- What to work on -
Determine how many lines in the entries below include the word "yellow", and reply with that number alone.

....................

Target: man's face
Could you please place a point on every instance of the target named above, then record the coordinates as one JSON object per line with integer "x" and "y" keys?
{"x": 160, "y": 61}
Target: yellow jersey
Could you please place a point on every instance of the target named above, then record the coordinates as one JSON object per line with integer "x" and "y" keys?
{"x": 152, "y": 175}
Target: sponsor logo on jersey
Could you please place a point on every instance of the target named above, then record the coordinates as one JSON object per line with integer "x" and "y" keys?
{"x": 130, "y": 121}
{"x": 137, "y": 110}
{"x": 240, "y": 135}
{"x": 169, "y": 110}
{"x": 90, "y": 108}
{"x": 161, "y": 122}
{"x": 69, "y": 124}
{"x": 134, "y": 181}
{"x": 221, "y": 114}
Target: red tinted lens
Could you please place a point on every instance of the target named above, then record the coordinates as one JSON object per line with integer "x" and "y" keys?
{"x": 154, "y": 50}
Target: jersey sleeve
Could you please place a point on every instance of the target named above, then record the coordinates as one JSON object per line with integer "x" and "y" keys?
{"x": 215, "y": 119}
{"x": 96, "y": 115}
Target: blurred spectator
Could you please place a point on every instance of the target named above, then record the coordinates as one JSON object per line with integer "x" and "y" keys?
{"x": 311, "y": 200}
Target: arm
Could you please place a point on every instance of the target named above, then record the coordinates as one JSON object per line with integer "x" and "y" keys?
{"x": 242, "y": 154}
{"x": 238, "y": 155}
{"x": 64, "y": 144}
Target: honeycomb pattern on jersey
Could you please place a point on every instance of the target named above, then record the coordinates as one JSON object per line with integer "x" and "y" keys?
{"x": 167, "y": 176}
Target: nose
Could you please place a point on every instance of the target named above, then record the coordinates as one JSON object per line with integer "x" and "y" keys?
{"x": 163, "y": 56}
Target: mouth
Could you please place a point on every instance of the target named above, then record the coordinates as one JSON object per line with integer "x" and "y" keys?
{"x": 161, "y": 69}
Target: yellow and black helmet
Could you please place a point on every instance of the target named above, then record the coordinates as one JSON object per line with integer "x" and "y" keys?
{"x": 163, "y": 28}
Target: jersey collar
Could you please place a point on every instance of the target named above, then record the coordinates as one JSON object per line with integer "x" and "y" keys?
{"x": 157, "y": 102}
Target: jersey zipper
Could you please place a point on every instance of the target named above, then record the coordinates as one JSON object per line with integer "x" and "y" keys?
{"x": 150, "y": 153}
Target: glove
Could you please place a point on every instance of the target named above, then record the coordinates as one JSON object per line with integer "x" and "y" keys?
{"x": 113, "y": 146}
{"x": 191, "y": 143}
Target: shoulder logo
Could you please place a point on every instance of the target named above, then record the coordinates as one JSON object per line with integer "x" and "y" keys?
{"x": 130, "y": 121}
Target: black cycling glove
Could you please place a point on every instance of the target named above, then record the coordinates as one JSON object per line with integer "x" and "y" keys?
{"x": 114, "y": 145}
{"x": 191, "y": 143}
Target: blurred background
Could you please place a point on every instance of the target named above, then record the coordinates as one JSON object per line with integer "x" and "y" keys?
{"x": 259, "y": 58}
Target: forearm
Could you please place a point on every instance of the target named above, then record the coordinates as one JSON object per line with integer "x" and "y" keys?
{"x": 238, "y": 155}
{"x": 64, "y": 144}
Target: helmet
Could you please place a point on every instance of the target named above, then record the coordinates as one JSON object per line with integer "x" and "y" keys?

....................

- Answer box -
2